**TEXT TO READ:**
-=-=-=-=-

Next picture. This, I'm looking at the Triton City, we call it. The floating city. I received a contract from the I was interested in tetrahedra as because they have the least volume with the most surface, so that they have the most surface. Therefore they become extremely good if you wanted to have outside rooms or outside decks, and it was quite clear that you could really have floating cities that are the Queen Mary is a floating city, but the Queen Mary you are also trying to cross the ocean, and you want to drive at 28 knots through the sea so it has a very special shape and the special shaping then compromises the way in which you can have your city really arranged. So, if you had a floating city that isn't going anywhere, I saw long ago, it could really be a very favorable way for human beings to carry on because you'd be right where you could desalinate your water, do all the things you do on any ship. And you could then, also have with plenty of water, get into all kinds of chemistries dealing with the wastes.

At any rate, I did receive a contract from the United States Housing Authority to produce this I said I received the contract, but the Government can't give an individual anything anymore. The United States Government can only deal with corporations, the individual is supposed to be immoral, so I had to have a I developed a profit-free foundation, the Triton Foundation, to receive the order to produce the model. And we did produce this structure that you're looking at and we did design it at Cambridge, and with MIT Naval Architecture Department checking us all the way through we then developed its floatability and made it a true ship and then the priced it out very carefully, and we then made a model a beautiful model. And this model you are looking at, if any of you get to Texas to the Lyndon Johnson Library this is in the foyer of the Library as you come in, it is the main sort of object of art if you want to call it this model. Look at it, because Mrs. Johnson, and apparently the President liked it very much.


Part 14

Let me have the picture of the whole of that model rather than just a part. Here we are looking at it from the air. There are two of them floating with a little break water, and they are, then installable there are three of them floating there, and they are installable close to the land, and have gangways over to them. These came out extraordinarily favorable. Up on the top where they have been truncated, we had tennis courts and various kinds of things going on in there, and there are stores. These are for 5,000 people each. They are the government liked them the housing authority, so they sent the drawings over the complete drawings and cost estimates and so forth to the Secretary of the Navy and they had the Secretary of the Navy, he sent it to the Bureau of Ships where they checked it completely for its marine stability and all that everything was valid there. Then the Navy Secretary sent it to his Bureau of Yards and Docks where they priced it at producing it in a shipyard. And the costs came out within 10% of our costs, so that the Housing and Urban Development said they'd never had anything else check out quite so close. The cost it did come out at, indicated we could have, it could be occupied by the next income group, exactly above poverty almost poverty level. Very, very low cost. You don't have any ground rent. Right away this thing . This one almost got going, and the City of Baltimore was going to produce one have one, and this is when the Republican Government came in and then the Democratic undertakings were quashed, but the model, itself, did appear then out at the Lyndon Johnson museum.

-=-=-=-=-

[Entries from a dataset]

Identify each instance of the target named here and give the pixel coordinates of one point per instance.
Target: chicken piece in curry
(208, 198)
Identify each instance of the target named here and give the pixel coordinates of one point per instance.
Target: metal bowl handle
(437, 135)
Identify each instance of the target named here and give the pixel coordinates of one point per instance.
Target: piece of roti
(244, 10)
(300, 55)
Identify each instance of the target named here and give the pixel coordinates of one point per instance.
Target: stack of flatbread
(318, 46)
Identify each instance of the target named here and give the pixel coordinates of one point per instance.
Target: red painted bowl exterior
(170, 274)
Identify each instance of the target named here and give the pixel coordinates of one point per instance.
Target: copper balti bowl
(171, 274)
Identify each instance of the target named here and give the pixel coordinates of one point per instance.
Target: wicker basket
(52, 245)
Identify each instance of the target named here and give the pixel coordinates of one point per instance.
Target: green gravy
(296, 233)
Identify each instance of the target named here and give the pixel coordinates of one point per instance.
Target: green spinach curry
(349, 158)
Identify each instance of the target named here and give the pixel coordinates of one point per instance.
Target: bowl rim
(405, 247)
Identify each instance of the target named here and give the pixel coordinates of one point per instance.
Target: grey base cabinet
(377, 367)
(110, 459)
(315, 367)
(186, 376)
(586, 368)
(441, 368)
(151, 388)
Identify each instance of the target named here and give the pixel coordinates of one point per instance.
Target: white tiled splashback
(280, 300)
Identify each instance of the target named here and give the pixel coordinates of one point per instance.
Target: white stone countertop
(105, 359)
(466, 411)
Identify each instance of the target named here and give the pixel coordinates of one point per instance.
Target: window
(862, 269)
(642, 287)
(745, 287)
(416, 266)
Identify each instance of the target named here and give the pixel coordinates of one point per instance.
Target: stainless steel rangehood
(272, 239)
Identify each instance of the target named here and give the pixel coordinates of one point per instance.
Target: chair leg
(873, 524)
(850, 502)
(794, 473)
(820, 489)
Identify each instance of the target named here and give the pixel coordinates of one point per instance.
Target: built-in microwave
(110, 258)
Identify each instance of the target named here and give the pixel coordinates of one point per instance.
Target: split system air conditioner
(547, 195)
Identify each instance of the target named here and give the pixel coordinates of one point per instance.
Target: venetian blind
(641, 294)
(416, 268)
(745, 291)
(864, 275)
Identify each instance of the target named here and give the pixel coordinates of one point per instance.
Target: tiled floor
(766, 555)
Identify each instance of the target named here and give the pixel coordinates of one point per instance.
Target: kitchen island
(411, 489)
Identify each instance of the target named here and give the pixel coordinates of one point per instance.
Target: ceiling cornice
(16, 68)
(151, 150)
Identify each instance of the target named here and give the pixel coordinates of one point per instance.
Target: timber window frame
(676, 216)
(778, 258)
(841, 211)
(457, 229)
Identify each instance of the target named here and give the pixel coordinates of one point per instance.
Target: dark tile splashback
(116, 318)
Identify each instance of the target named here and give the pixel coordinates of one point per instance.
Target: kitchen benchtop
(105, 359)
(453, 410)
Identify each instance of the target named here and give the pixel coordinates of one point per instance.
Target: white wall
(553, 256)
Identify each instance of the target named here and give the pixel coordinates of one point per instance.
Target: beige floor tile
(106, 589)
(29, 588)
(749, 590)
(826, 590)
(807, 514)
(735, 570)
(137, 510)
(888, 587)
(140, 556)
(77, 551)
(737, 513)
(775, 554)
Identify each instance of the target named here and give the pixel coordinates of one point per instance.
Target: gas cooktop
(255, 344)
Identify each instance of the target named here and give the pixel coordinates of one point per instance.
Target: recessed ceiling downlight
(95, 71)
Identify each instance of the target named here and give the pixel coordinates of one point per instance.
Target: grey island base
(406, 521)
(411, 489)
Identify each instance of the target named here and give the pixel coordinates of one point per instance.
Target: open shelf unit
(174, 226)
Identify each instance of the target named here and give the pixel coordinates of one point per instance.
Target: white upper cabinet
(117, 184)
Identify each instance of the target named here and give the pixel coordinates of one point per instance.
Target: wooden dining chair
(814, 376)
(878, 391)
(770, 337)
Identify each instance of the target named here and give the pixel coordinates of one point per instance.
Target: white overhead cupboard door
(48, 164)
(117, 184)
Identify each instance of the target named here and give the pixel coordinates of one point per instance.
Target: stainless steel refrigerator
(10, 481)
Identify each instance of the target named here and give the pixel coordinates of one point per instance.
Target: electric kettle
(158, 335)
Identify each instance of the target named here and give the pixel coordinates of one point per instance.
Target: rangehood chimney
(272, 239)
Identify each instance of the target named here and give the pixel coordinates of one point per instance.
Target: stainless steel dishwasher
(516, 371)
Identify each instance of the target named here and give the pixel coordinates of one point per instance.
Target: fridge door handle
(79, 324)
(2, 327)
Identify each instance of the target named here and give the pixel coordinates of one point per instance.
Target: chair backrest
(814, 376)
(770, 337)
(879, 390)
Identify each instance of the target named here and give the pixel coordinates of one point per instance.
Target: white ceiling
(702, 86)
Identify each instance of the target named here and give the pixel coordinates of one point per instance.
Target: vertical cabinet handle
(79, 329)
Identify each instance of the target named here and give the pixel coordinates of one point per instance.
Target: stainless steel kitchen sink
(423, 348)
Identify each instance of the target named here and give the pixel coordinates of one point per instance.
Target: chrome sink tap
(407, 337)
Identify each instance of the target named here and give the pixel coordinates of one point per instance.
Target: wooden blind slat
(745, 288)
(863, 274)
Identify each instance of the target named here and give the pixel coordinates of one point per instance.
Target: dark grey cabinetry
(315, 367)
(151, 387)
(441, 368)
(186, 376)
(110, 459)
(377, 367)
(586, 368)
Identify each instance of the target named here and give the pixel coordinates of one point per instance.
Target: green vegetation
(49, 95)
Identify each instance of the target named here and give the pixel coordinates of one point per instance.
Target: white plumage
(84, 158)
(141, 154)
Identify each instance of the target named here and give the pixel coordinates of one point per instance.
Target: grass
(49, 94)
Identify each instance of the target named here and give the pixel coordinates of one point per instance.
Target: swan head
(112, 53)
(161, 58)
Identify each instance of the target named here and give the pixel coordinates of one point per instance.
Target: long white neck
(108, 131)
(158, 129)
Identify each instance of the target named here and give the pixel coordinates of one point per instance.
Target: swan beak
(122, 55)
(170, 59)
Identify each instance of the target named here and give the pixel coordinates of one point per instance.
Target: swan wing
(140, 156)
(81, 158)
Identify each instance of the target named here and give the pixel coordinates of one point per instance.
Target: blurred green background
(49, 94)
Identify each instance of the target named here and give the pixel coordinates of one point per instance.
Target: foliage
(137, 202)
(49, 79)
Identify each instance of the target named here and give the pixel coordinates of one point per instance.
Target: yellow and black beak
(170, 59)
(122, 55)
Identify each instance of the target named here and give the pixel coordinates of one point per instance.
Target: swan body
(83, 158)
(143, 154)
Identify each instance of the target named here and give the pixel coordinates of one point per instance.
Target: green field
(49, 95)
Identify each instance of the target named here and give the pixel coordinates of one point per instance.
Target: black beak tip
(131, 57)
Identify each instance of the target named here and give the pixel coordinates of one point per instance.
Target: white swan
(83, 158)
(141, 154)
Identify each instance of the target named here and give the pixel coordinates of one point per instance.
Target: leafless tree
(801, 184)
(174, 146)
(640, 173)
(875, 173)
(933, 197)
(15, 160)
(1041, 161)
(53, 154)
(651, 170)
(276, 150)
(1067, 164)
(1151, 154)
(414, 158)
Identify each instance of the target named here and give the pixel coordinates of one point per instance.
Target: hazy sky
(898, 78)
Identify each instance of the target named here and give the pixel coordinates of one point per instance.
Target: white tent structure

-=-=-=-=-

**REQUESTS:**
A - Show every line of the entries that contains the string "base". Case counts.
B - Take the passage on the Triton City floating city further, starting right after its last sentence.

**TASK-BY-TASK RESULTS:**
A -
Target: grey base cabinet
Target: grey island base

B -
I think we'll see this one come in one of these days. It did come out very attractively. This can be built to very great size, and there can be protected water ones, or out in the great ocean ones. The deep ocean ones you would have submerged floatation great columns going down through the turbulence, where the flotation will be below the turbulence. You only go you don't have to go down very deeply to be below the turbulence, so there would be just like bridge pylons so the structure itself won't be up and downing the way the rest of the ocean is, and the sea will go simply washing through these legs below like a big high bridge.

One of these things are fascinating historically I talked to you a lot about ships and the water-ocean world. They never could, then, change cargoes at sea. You have to get to harbors, but now with the submarine, enormous submarine programs of the United States and Russia and so forth, this art is very far advanced, so unquestionably we will have submarine cargo, and the submarine cargoes with a floating city, when you are down below the turbulence, they can come and dock and you can exchange goods, so it looks as though we could have really goods into exchange all over the open ocean, and this ocean could be very excellent because they could really be ports of refuge for ocean sailing at strategic distances, so that it might be engaged in by much more of humanity by having such places islands. I expect to see really a whole lot of floating islands around our planet one of these days.

This also brings me into one other kind of a project that I found that they didn't have any of the slides here, so I'm just going to tell you about it. That is the very much larger, that is the, for almost a million people in San Francisco harbor, what looked like that capacity, just to give you a sense of scale.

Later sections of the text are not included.